** Exercise requirements **
List the words that the essay on inspirational cancer stories says those stories are "sugarcoated by." Give each one as it is written there.

--- Page text ---

I have a love-hate relationship with Inspirational Cancer Stories. They’re great for giving hope for someone who’s gone down a Google rabbit-hole of looking up a bad prognosis. I have personally looked for stories of people with a similar diagnosis in the Profiles sections of the LLS site while I was sitting in the chemo recliner, waiting for my three-hour infusion to finish. It’s good to know that someone else has made it too, especially if the the odds are grim.
But just like influencers on social media, cancer “influencers” tend to be all perfect and happy and their lives are roses. A lot like how cancer is portrayed in larger media. It’s usually a feel-good, inspirational story of “overcoming”.
When in reality, it’s a period of survival and facing your own mortality.
As much as those stories provide hope to a person with cancer, they’re sugarcoated by words like “cAnCeR jOuRnEy”, “Warrior”, “Fighter”, or something that invokes “Strength”. Don’t get me wrong, I understand the fighting-language. I compared the struggle I had during induction chemo as a “war within my body” since my cells are dying like soldiers protecting their land from the a foreign power laying waste into my system. But that’s as far as I have gone.
No matter how long or short treatment may take, whether or not traditional treatment therapies or surgery has worked, even if the disease relapses or comes back worse, or even comes back with a friend (looking at you, cancers caused by treatment), it’s not a journey paved by a yellow brick road. It’s more of a Rocky Road, but laced with nausea, heartburn and a see-saw between constipation and diarrhea.
It’s not a journey that results in some epiphany. Not a voluntary excursion. Not a pilgrimage that will bring you closer to your god. It’s hard enough to go through the treatment and deal with its side effects, we shouldn’t feel guilted into “making the best” out of a terrible time. Being able to exist and get up in the morning and eat something without throwing up should be good enough. The bar may be low, but our fucking morale is low.
I am tired of being told to be strong, as if that’s all that will get me through this hell. Let me complain, let me cry, let me breakdown. That won’t change how my body responds to treatment. All of this is out of my control, it’s blind luck and I won’t know which side of the statistics I’d land on until I get there. No amount of vegetables will save me, no moment of weakness will kill me.
But I guess the reality of these odds aren’t inspiring. Uncertainty is terrifying.

--- Records supplied ---

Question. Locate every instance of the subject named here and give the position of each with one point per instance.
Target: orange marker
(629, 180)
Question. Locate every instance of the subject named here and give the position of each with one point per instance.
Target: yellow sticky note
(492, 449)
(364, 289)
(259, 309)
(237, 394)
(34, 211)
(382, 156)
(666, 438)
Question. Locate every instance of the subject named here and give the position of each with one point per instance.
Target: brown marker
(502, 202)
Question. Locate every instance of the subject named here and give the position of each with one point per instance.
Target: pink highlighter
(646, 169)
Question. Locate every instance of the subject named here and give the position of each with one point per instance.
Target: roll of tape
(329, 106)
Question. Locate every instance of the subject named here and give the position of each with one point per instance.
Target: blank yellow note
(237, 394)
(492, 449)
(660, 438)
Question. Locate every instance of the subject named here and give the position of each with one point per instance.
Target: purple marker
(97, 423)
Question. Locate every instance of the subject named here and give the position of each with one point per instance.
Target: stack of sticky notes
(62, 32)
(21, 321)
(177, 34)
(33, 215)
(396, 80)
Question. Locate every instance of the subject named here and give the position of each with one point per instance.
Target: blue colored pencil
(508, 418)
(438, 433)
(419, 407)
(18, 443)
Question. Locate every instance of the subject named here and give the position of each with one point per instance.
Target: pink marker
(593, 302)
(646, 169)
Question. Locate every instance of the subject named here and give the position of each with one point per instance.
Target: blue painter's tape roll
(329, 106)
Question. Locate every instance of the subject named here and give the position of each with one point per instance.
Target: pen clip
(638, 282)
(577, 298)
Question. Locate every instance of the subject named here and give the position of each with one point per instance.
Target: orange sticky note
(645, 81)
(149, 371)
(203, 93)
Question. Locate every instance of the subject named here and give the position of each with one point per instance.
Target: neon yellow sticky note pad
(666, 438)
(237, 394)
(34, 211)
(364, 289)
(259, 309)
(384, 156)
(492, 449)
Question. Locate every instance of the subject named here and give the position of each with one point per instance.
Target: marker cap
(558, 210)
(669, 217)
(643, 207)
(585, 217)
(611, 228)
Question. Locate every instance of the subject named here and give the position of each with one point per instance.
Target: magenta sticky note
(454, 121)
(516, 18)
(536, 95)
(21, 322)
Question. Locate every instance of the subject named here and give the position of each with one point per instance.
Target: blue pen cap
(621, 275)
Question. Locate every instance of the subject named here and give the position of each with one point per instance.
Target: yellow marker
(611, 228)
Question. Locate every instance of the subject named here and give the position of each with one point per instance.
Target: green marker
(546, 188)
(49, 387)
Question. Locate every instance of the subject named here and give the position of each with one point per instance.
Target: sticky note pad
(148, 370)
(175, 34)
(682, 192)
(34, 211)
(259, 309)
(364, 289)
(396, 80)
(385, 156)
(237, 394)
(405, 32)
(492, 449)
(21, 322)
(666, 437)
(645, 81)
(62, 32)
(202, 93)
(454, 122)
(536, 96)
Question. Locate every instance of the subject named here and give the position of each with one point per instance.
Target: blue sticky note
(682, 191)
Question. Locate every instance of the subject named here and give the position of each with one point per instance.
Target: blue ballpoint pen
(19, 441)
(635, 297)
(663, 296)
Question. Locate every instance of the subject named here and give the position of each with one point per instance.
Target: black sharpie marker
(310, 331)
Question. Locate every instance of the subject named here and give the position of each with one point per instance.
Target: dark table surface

---

** Written solution **
- cAnCeR jOuRnEy
- Warrior
- Fighter
- Strength